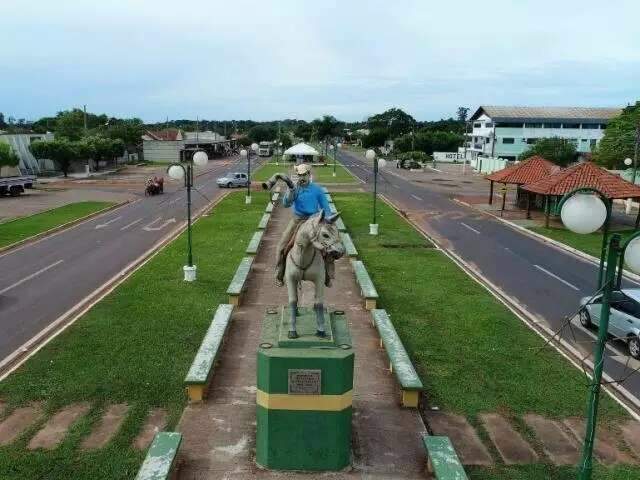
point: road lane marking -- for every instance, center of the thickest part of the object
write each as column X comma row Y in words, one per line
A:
column 570, row 285
column 106, row 224
column 29, row 277
column 470, row 228
column 149, row 228
column 131, row 224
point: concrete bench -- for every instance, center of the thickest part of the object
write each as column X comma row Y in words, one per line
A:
column 399, row 362
column 201, row 369
column 239, row 279
column 348, row 244
column 254, row 243
column 160, row 462
column 367, row 289
column 264, row 221
column 442, row 461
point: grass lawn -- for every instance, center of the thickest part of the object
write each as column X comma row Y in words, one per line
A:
column 472, row 353
column 135, row 347
column 590, row 244
column 21, row 228
column 322, row 174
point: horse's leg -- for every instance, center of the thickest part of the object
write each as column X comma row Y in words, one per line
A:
column 292, row 290
column 318, row 304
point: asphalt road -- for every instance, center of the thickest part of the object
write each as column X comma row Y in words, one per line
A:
column 41, row 281
column 545, row 280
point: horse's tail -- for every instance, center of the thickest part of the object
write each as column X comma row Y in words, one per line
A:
column 269, row 184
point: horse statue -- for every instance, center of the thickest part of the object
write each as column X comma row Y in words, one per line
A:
column 315, row 239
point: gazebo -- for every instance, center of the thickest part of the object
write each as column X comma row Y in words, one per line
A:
column 585, row 174
column 528, row 171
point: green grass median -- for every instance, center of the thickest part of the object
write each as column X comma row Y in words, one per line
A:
column 22, row 228
column 133, row 347
column 321, row 174
column 472, row 353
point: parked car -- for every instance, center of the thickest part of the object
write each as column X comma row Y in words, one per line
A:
column 624, row 319
column 231, row 180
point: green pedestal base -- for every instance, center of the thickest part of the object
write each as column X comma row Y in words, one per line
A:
column 304, row 397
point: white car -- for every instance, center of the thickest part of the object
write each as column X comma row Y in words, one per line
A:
column 231, row 180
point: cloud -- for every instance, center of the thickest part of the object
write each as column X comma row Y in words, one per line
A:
column 268, row 60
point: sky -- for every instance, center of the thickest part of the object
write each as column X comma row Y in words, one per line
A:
column 267, row 60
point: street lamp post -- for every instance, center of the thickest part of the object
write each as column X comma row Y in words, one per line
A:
column 377, row 163
column 184, row 170
column 584, row 211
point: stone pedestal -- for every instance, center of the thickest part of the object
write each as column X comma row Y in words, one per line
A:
column 304, row 396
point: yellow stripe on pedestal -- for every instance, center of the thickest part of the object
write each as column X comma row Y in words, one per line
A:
column 325, row 403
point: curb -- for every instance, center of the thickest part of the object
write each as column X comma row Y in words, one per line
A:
column 59, row 228
column 618, row 393
column 14, row 360
column 555, row 243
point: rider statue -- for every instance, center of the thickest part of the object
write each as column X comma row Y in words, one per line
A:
column 307, row 199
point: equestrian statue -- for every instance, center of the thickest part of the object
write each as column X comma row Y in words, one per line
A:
column 309, row 245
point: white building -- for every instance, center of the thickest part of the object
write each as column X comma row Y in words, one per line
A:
column 507, row 132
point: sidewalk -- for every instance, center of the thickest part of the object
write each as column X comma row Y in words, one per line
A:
column 219, row 435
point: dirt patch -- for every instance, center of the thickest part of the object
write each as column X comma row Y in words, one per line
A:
column 19, row 420
column 57, row 426
column 109, row 424
column 156, row 421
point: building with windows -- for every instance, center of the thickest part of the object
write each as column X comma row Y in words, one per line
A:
column 507, row 132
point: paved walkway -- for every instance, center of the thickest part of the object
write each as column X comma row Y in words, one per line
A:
column 219, row 435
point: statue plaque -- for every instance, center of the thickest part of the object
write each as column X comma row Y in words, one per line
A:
column 304, row 382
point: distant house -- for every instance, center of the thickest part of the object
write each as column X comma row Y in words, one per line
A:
column 507, row 132
column 165, row 146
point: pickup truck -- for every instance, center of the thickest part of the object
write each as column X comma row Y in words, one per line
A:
column 14, row 186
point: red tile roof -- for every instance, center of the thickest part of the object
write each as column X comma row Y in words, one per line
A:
column 585, row 174
column 167, row 135
column 528, row 171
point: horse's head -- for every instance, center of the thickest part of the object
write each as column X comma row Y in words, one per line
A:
column 326, row 237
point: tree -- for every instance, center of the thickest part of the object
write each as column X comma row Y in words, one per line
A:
column 327, row 126
column 262, row 133
column 619, row 138
column 304, row 131
column 394, row 120
column 462, row 114
column 376, row 138
column 61, row 151
column 557, row 150
column 8, row 157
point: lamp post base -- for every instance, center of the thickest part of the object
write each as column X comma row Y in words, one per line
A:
column 189, row 273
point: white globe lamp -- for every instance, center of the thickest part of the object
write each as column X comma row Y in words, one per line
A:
column 200, row 158
column 370, row 155
column 583, row 213
column 632, row 255
column 176, row 172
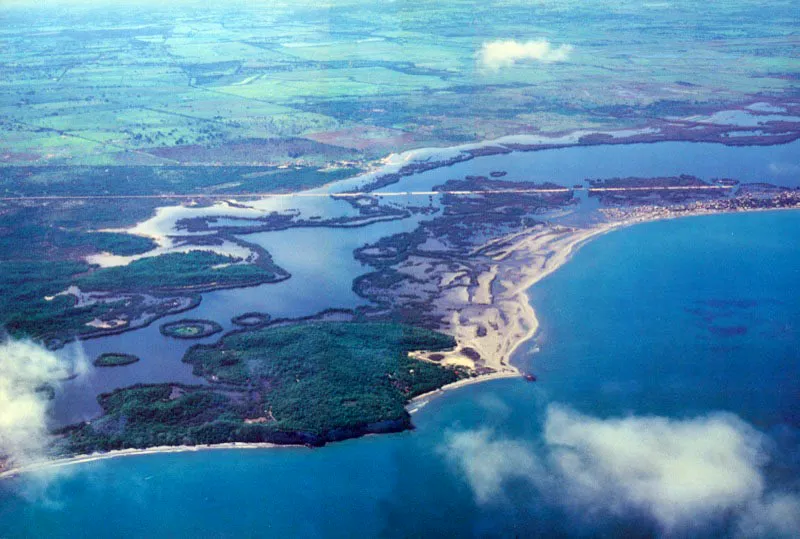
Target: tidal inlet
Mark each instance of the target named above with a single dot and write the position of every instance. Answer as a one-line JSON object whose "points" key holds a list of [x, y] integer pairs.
{"points": [[399, 269]]}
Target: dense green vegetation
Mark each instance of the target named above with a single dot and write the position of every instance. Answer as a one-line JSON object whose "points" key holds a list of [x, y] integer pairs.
{"points": [[303, 383], [114, 359], [251, 319], [175, 271], [190, 329], [25, 285], [24, 310]]}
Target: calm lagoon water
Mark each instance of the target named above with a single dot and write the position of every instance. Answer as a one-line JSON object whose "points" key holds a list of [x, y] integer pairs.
{"points": [[674, 319], [321, 259]]}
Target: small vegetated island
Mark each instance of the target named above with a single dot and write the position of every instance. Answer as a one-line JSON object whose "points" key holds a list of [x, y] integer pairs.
{"points": [[190, 328], [251, 319], [115, 359], [306, 383]]}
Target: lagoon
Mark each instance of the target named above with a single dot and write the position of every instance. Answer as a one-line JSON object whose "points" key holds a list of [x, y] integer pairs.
{"points": [[672, 319]]}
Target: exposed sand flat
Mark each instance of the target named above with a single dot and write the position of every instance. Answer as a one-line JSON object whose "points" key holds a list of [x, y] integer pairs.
{"points": [[497, 317]]}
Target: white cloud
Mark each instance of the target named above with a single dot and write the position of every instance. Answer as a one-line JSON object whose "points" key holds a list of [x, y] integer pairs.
{"points": [[24, 367], [488, 463], [677, 471], [681, 474], [505, 53]]}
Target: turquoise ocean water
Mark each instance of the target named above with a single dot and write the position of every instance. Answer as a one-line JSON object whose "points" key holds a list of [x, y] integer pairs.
{"points": [[674, 319]]}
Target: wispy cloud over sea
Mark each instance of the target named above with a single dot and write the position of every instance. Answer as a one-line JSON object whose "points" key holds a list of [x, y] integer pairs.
{"points": [[28, 372], [680, 474]]}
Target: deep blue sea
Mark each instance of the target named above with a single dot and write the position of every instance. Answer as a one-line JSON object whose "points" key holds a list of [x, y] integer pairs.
{"points": [[665, 346]]}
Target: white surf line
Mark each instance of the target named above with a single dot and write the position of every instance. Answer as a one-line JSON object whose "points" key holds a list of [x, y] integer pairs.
{"points": [[365, 193]]}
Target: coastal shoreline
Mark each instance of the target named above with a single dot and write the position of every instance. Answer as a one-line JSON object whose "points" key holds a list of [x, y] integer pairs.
{"points": [[415, 404]]}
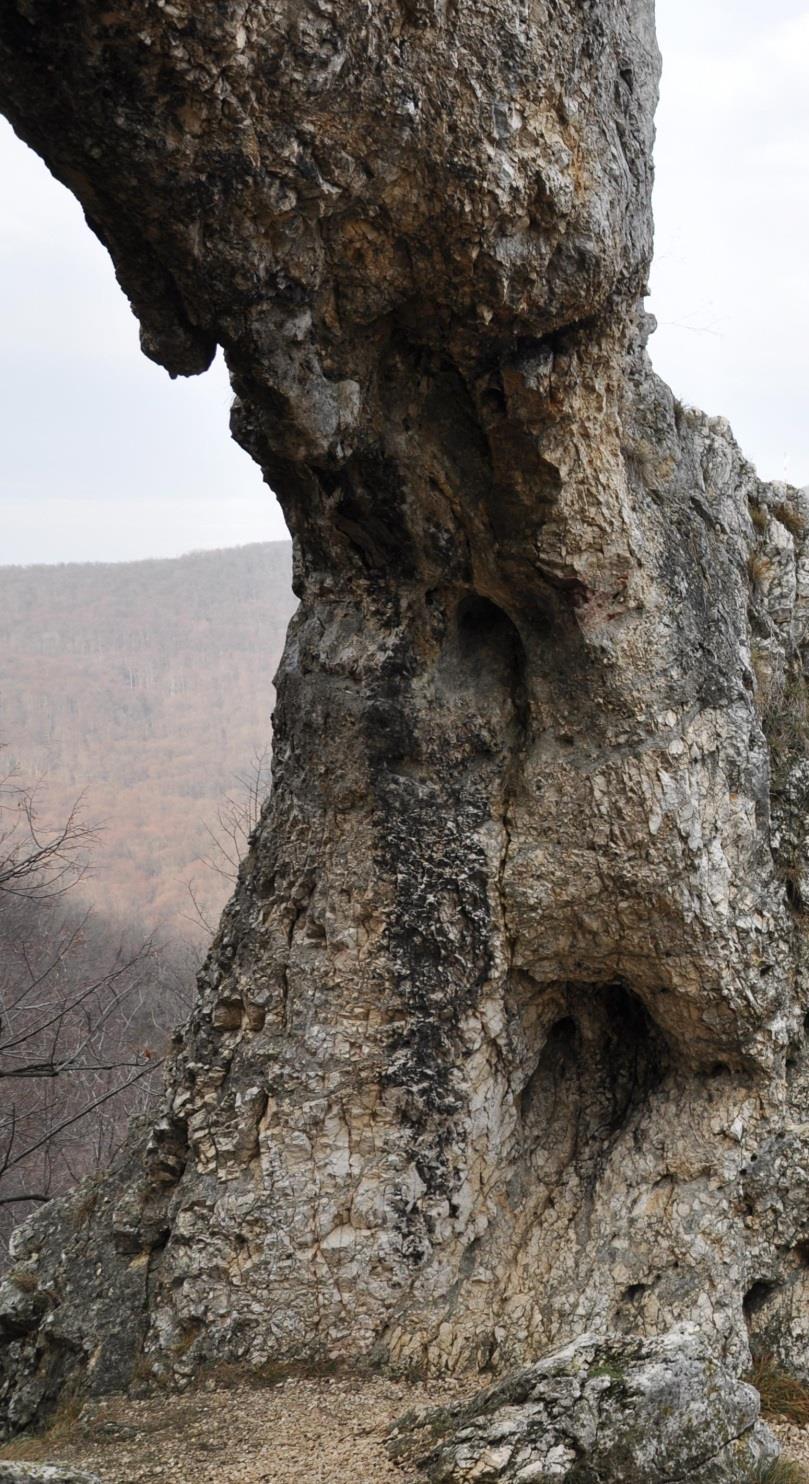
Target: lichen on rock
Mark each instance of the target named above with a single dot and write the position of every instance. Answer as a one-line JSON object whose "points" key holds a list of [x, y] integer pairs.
{"points": [[502, 1038]]}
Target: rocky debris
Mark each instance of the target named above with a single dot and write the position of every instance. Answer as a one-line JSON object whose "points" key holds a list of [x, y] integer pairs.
{"points": [[615, 1412], [502, 1039], [300, 1431], [43, 1474]]}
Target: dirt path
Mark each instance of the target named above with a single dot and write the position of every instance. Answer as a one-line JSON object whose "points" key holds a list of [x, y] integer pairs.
{"points": [[296, 1432]]}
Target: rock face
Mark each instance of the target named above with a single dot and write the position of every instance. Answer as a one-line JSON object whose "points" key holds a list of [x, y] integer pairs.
{"points": [[502, 1039], [630, 1412]]}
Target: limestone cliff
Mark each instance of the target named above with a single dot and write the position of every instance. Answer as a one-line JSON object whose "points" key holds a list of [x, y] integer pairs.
{"points": [[502, 1036]]}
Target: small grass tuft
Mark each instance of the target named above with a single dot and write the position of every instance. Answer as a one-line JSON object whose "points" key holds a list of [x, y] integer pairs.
{"points": [[783, 1395], [781, 1471]]}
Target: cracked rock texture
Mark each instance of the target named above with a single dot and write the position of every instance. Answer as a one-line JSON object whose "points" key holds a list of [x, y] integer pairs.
{"points": [[502, 1039], [631, 1412]]}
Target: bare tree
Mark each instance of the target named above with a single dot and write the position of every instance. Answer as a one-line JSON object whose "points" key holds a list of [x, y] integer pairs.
{"points": [[34, 862], [85, 1012], [229, 836]]}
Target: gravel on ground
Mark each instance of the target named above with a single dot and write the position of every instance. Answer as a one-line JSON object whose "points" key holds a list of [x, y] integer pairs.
{"points": [[293, 1432]]}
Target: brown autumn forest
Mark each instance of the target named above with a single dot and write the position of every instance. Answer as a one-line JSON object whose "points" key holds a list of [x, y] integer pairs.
{"points": [[144, 687]]}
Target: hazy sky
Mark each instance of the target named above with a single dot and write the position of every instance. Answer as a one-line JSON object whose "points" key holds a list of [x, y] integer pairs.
{"points": [[104, 457]]}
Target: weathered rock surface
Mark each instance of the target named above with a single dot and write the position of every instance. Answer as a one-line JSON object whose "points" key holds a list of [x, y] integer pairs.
{"points": [[502, 1039], [598, 1412]]}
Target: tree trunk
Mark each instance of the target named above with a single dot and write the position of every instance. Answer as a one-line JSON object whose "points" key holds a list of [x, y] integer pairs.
{"points": [[505, 1014]]}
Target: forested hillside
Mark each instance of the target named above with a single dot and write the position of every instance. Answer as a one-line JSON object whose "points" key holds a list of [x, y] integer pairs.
{"points": [[146, 687]]}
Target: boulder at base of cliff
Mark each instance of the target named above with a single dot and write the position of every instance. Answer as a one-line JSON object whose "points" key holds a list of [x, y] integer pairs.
{"points": [[615, 1412]]}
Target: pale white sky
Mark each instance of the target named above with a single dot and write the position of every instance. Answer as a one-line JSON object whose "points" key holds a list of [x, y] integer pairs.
{"points": [[104, 457]]}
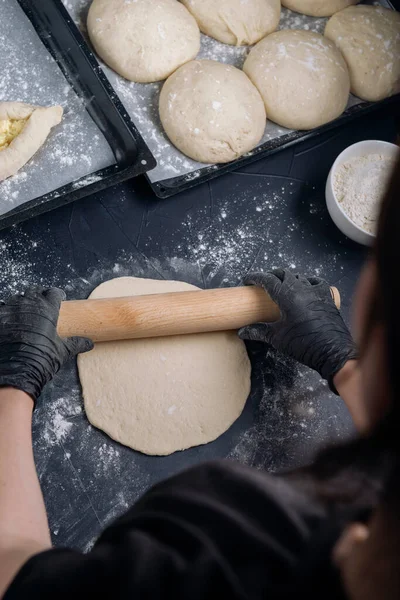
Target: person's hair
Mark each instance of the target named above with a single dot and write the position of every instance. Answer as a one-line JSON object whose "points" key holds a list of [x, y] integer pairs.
{"points": [[368, 468]]}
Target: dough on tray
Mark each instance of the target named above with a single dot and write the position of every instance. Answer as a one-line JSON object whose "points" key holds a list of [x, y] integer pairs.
{"points": [[369, 39], [301, 76], [143, 40], [318, 8], [24, 129], [161, 395], [235, 22], [211, 111]]}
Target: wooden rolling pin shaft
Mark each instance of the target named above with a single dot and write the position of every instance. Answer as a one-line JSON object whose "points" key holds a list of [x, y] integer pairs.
{"points": [[174, 313]]}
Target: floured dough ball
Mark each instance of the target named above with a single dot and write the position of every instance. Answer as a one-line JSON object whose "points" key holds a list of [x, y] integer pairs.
{"points": [[143, 40], [211, 111], [369, 38], [301, 76], [237, 22], [318, 8], [24, 129], [160, 395]]}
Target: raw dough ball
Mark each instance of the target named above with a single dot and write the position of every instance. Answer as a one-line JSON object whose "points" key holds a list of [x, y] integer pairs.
{"points": [[369, 38], [318, 8], [301, 76], [211, 111], [143, 40], [24, 129], [161, 395], [237, 22]]}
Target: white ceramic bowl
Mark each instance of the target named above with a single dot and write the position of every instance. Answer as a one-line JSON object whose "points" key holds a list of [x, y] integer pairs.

To do:
From the records above, pull every line that has the string "dough" and copy it.

Reply to the task:
Target: dough on tray
Target: floured dough ball
Target: raw dough ball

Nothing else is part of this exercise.